■ Requirement
In the data below, find every line that has the string "with", and copy it.

==== Records shown

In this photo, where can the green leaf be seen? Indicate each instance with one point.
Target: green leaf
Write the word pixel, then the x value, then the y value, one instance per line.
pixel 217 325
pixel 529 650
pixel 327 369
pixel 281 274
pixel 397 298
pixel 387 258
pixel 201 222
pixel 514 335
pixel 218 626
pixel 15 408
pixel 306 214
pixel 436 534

========
==== Records shown

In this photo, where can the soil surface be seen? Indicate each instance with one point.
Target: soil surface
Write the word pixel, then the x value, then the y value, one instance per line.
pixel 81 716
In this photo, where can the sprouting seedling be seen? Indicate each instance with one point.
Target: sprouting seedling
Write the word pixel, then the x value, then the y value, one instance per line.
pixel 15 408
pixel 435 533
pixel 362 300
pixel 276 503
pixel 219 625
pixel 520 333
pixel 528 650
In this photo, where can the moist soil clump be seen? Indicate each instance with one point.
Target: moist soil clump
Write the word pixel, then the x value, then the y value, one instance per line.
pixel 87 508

========

■ Solution
In this photo, where can the green leaf be seen? Indicate each instance with one point.
In this photo, where can the soil surface be seen? Indicate each instance with one point.
In this photo, where can the sprouting seedling be seen? Indicate each instance with one point.
In this photo, where can the moist soil clump be seen? Indicate each instance with one point.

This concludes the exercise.